• _Problem_
In the entries below, find the lines that include "this" and give their number as the whole reply.
== Segment start ==
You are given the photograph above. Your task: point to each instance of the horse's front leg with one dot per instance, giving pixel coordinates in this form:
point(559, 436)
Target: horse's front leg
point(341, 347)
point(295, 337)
== Segment end ==
== Segment start ==
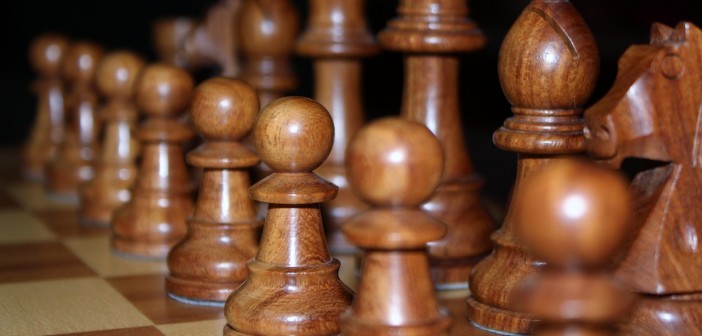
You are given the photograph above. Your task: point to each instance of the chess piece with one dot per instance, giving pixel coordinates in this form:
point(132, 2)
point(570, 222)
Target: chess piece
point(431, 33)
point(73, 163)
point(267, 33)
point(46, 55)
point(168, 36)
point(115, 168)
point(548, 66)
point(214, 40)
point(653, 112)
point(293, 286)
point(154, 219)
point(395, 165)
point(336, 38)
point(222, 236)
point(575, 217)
== Segment end ==
• _Solution_
2